• **YOUR GOAL**
Extract, in full, the lines below, beginning at the first and ending with the line that contains "Target: stool leg". Pictures do not belong in the copy.

[Image-grounded pointing data]

--- START ---

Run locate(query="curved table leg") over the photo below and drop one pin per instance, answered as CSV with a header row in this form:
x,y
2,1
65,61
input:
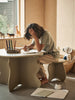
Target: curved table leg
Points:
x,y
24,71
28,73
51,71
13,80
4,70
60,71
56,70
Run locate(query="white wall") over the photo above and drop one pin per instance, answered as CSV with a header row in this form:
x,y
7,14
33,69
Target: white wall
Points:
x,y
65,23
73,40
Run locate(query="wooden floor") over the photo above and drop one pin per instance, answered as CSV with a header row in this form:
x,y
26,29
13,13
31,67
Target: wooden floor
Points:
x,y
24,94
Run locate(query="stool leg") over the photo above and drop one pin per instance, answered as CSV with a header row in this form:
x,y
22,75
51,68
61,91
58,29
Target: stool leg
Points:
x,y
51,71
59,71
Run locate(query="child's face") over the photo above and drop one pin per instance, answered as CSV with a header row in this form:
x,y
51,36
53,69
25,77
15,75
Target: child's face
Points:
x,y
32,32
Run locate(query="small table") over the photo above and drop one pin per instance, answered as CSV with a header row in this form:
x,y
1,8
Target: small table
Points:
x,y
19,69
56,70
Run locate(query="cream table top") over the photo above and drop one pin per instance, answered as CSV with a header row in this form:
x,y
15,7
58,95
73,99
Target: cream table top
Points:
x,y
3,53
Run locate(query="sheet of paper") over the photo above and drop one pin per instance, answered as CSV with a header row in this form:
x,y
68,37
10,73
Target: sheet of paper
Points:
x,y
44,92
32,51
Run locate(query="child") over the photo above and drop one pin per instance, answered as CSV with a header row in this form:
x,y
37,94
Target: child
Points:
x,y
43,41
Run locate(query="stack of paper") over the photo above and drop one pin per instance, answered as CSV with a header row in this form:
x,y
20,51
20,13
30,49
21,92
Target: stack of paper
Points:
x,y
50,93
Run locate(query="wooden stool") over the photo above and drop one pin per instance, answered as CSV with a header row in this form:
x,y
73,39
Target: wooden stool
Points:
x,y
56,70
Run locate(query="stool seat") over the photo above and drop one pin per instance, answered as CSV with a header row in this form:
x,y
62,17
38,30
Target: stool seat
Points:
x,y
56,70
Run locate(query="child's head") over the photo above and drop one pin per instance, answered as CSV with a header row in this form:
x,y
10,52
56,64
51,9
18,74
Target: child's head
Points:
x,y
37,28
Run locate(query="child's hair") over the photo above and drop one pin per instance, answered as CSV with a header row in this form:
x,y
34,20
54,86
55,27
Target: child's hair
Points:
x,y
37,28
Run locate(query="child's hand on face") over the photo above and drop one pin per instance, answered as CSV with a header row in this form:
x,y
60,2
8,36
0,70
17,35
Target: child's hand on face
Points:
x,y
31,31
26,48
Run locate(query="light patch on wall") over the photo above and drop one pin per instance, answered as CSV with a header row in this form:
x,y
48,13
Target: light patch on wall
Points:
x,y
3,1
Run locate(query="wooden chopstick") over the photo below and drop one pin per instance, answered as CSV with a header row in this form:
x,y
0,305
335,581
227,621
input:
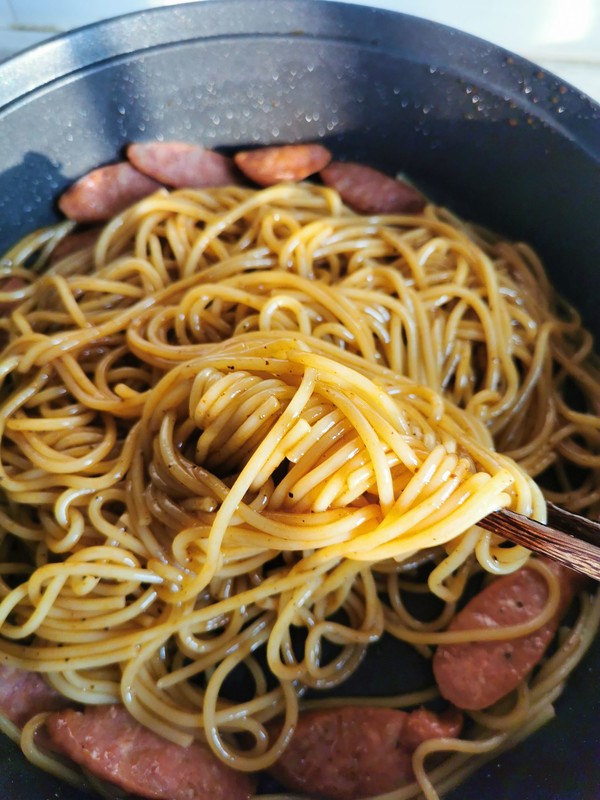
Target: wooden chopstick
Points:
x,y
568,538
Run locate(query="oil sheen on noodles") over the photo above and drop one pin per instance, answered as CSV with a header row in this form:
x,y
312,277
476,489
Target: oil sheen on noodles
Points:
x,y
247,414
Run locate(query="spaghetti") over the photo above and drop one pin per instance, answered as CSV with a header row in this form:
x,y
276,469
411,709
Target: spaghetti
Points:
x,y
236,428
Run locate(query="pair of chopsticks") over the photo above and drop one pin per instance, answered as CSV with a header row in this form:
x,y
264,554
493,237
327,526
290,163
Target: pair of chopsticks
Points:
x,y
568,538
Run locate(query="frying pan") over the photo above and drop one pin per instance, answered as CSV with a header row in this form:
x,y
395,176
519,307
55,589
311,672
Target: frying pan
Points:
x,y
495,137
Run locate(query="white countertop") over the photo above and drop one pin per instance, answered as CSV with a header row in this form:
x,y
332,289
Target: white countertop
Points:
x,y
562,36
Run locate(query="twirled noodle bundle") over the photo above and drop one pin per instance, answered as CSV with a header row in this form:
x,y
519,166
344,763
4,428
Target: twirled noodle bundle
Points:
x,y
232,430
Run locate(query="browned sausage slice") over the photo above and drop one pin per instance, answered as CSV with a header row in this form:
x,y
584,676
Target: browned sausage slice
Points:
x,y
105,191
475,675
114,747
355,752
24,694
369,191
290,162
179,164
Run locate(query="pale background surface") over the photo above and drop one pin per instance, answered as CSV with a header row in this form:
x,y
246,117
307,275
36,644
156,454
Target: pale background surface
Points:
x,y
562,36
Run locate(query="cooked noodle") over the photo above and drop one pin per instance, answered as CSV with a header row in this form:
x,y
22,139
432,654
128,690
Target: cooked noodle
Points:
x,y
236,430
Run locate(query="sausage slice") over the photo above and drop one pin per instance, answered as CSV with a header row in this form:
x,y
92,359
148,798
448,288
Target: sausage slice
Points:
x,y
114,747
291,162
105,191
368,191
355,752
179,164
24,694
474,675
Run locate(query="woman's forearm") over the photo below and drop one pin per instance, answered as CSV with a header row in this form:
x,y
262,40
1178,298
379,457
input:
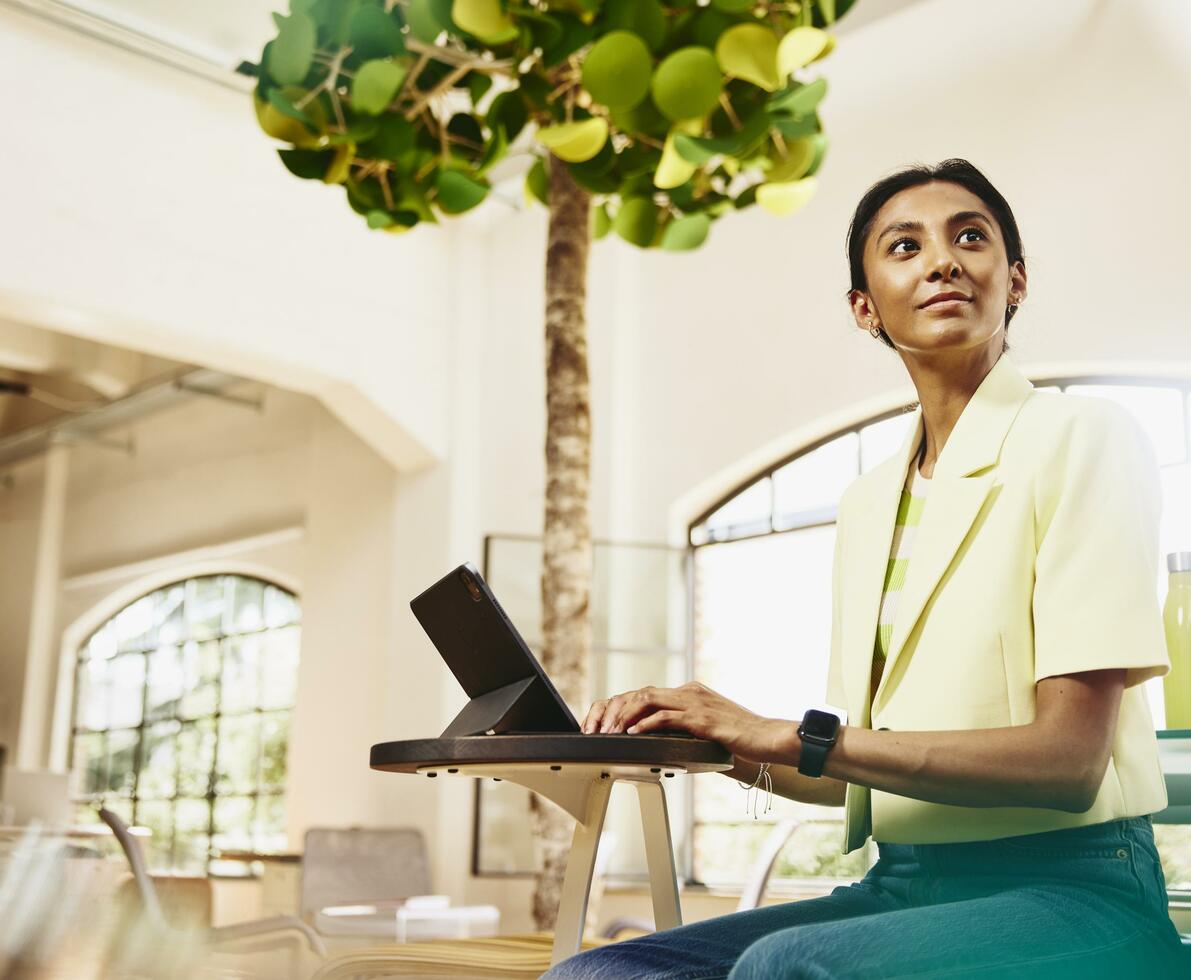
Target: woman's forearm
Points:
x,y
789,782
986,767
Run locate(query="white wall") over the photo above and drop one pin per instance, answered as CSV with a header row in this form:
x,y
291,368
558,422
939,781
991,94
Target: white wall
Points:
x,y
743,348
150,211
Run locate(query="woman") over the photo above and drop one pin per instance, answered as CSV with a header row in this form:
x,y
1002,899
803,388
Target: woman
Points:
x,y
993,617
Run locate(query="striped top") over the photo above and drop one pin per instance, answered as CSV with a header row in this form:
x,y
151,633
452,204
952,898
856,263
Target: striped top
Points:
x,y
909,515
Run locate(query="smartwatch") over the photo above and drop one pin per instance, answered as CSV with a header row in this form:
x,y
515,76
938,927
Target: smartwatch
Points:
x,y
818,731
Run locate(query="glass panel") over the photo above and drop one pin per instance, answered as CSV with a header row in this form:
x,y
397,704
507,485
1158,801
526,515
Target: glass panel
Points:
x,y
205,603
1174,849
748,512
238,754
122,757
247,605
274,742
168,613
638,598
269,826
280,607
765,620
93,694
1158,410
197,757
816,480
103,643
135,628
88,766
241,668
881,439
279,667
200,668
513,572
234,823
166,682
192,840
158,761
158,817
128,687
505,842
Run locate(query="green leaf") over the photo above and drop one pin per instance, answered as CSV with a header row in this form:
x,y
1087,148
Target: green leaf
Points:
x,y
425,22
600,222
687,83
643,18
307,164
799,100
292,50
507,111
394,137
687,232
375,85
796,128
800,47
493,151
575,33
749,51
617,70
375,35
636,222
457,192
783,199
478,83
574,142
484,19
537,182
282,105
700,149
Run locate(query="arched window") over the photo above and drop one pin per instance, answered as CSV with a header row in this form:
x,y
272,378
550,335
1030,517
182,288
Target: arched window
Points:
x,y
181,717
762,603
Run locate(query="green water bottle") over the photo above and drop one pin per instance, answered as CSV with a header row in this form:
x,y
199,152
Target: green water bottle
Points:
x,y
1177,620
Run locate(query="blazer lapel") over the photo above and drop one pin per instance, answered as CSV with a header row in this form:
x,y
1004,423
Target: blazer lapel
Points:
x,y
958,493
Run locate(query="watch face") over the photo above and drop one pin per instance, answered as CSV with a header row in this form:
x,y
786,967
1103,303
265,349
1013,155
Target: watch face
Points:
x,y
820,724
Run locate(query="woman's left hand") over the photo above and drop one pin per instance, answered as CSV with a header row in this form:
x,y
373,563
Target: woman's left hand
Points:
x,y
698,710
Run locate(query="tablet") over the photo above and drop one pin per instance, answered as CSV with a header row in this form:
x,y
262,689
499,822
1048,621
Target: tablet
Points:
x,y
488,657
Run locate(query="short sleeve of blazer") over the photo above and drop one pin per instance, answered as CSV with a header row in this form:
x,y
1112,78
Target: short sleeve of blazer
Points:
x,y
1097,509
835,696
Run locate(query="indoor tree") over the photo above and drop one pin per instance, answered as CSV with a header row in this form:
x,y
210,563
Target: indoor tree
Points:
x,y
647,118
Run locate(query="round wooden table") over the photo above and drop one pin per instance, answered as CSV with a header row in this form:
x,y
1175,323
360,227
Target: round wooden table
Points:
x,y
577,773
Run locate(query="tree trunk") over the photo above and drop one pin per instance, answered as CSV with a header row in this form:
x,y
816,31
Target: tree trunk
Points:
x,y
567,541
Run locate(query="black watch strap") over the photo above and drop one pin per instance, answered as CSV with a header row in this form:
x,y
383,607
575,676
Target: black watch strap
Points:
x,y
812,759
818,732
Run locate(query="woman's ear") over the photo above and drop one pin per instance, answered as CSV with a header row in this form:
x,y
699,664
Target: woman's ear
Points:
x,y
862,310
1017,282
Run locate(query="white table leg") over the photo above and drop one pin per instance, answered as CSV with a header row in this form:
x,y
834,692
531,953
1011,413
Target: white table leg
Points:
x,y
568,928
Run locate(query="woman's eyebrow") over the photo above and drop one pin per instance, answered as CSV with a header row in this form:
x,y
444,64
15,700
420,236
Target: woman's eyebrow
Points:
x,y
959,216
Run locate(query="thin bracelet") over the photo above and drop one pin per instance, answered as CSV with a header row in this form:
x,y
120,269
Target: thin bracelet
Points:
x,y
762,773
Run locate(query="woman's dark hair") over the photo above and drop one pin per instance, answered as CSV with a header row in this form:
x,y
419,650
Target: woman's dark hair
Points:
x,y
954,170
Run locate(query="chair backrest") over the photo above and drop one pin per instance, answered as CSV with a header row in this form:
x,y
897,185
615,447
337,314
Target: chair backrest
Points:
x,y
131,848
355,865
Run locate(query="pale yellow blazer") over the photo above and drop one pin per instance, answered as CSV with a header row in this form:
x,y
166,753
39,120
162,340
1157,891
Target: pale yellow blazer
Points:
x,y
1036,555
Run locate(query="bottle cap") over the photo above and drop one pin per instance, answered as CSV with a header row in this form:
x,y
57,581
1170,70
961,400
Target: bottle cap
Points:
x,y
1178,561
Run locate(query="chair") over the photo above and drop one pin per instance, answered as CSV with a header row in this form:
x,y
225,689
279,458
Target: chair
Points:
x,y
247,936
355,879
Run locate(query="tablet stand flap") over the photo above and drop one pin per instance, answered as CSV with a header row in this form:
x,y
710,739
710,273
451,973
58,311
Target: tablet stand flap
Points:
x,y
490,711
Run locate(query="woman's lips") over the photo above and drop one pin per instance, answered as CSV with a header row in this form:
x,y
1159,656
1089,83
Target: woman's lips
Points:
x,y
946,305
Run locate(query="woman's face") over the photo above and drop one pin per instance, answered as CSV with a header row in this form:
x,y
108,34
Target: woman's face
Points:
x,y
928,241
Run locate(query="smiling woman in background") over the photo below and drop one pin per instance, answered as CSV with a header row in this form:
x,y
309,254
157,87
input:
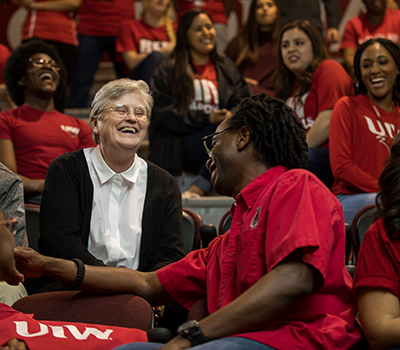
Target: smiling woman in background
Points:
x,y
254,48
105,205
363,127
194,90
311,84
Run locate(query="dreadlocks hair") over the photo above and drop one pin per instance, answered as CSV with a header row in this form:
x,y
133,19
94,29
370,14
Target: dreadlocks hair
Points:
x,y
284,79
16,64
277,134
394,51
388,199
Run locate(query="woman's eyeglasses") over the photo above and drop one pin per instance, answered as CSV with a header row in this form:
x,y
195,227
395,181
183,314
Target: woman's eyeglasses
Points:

--- END ---

• **RESPONSE AREA**
Run locate(query="curved table leg") over the photo below and drop one pin per instance, answered as CSV with a header row in this form:
x,y
2,1
65,61
input:
Target: curved table leg
Points:
x,y
24,71
28,73
51,71
13,80
4,70
60,71
56,70
Run locate(query="white wall") over the photo above and drop one pin per instance, answered as CSV with a header row in this form:
x,y
7,14
33,69
Target: white wall
Points:
x,y
65,23
73,40
Run locate(query="wooden floor") over the photo above and drop one pin per instance, answered as CSV with a header row in this form:
x,y
26,29
13,13
31,67
Target: wooden floor
Points:
x,y
24,94
Run locate(query="stool leg") over the photo above and drop one pin per instance, answered as CSV with a header row in this form:
x,y
22,75
51,68
61,91
58,29
Target: stool leg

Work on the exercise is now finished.